## [TEXTO DA PÁGINA]
%%

Qual a idade certa para uma jovem se casar? Depende da cultura, claro
A Índia, onde o casamento de menores desafia a lei, sobe a idade mínima para 21 anos - mas pouco se iludem que isso vá ser respeitado

No filme Pretty Baby, de 1978, o diretor Louis Malle mostra Brooke Shields como a filha de 12 anos de uma prostituta por quem um fotógrafo de bordel se apaixona e com quem acaba se casando.
Este filme simplesmente seria impossível hoje: o mundo ocidental mudou e mostrar uma criança em cenas sexualizadas causa repugnância universal.
Em países africanos e asiáticos as mudanças são mais lentas e as resistências culturais maiores. Mesmo decisões de governos tropeçam no obstáculo da realidade: as meninas são desvalorizadas, mandá-las para a escola demanda recursos escassos, as famílias temem que engravidem ou fujam de casa com um namorado e outros fatores culturais pesam.
Em alguns países muçulmanos, alega-se até o precedente do profeta Maomé que se casou com Aisha, sua última esposa, quando ela tinha seis anos – e continuou na casa dos pais até os nove ou dez. Isso há quase um milênio e meio atrás.
Na Índia, o governo vai implantar uma lei que aumenta de 18 para 21 anos a idade mínima para o casamento de mulheres. A diferença entre o que diz a lei e o que acontece na realidade é patente. Nada menos que 47% dos casamentos são de jovens com menos de 18 anos, o que aumenta o ciclo de complicações na gravidez, mortalidade neonatal e desnutrição de mães filhos, entre outros problemas básicos.
A ideia de aumentar a idade mínima é “garantir que nossas filhas não sofram mais de desnutrição e se casem na idade certa”, diz o governo indiano.

%%

## [DADOS DO EXERCÍCIO]
%%

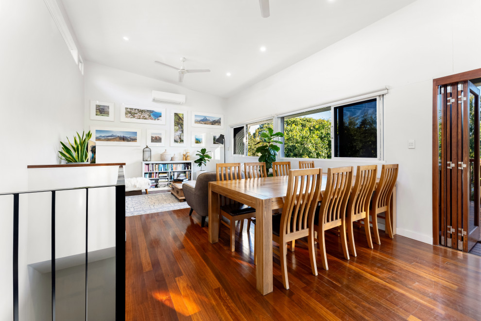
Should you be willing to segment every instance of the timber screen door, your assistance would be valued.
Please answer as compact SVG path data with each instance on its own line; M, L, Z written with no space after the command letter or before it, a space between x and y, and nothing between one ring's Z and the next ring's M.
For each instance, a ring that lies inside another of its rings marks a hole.
M465 252L480 238L479 93L469 81L438 87L440 243Z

%%

## [ATIVIDADES]
**1.** Por que, segundo o texto sobre a idade para casar, o governo indiano quer aumentar a idade mínima para o casamento de mulheres? Responda em uma ou duas frases.
**2.** Resuma em duas frases o texto sobre a idade para casar.
**3.** Cite o trecho do texto sobre a idade para casar que começa em "Em países africanos" e segue até "fatores culturais pesam.".

## [RESPOSTAS POR TAREFA]
**1.** Segundo o governo indiano, a ideia é garantir que as filhas do país não sofram mais de desnutrição e se casem na idade certa.

**2.** No mundo ocidental, mostrar uma criança em cenas sexualizadas hoje causa repugnância universal, mas em países africanos e asiáticos as mudanças são mais lentas e enfrentam resistências culturais, como a desvalorização das meninas. Na Índia, onde 47% dos casamentos são de jovens com menos de 18 anos, o governo vai implantar uma lei que eleva de 18 para 21 anos a idade mínima para o casamento de mulheres.

**3.**
Em países africanos e asiáticos as mudanças são mais lentas e as resistências culturais maiores. Mesmo decisões de governos tropeçam no obstáculo da realidade: as meninas são desvalorizadas, mandá-las para a escola demanda recursos escassos, as famílias temem que engravidem ou fujam de casa com um namorado e outros fatores culturais pesam.